◆ Exercise inputs
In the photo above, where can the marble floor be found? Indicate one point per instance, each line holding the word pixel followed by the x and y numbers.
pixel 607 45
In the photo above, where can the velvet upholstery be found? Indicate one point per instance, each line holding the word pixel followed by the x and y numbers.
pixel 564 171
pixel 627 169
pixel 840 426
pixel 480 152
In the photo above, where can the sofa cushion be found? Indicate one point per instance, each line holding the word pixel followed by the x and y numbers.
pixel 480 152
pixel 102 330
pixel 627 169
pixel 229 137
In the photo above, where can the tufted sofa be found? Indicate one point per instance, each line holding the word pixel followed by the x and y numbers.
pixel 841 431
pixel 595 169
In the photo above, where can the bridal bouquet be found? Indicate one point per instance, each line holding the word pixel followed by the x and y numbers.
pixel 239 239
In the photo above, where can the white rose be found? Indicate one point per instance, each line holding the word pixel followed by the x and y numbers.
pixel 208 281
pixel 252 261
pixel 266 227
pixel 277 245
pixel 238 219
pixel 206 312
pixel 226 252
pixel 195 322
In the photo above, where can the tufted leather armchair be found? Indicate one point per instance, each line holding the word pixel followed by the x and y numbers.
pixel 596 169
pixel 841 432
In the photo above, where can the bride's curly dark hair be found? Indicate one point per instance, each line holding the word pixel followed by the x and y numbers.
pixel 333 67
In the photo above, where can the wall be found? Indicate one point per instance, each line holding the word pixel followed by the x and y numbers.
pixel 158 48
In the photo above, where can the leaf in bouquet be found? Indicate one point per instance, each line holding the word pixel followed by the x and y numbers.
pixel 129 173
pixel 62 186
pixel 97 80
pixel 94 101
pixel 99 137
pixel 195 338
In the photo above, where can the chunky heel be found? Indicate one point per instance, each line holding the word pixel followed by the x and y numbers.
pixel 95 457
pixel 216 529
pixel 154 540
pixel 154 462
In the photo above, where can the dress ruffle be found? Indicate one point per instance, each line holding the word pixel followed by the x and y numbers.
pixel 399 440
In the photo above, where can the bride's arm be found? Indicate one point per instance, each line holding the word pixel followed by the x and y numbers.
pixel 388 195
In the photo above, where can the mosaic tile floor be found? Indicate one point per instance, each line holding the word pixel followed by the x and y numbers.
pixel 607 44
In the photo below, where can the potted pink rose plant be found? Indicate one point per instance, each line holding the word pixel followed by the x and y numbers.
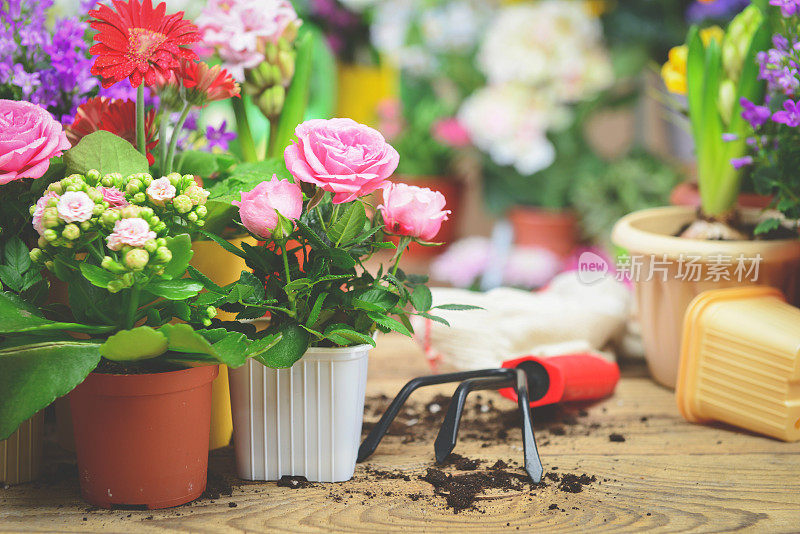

◆ What you are asked to do
How many lines in the records contain the word "tufted"? Reply with only the number.

◆ Answer for the task
2